LISTED RECORDS »
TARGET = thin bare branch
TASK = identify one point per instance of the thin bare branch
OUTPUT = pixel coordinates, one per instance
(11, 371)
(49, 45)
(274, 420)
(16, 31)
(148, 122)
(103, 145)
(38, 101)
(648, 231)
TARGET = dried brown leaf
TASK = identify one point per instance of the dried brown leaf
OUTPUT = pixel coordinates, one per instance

EXERCISE AIM » Write out every record shown above, word for word.

TASK RESULT »
TARGET = thin bare branch
TASK = identify one point per instance of the thin bare branch
OUTPUT = pixel coordinates, one per instance
(11, 371)
(49, 45)
(274, 420)
(16, 31)
(148, 122)
(103, 145)
(38, 101)
(648, 231)
TARGET = dried brown leaf
TASK = identify one point per instance of the dried brown leaf
OUTPUT = pixel coordinates, one per instance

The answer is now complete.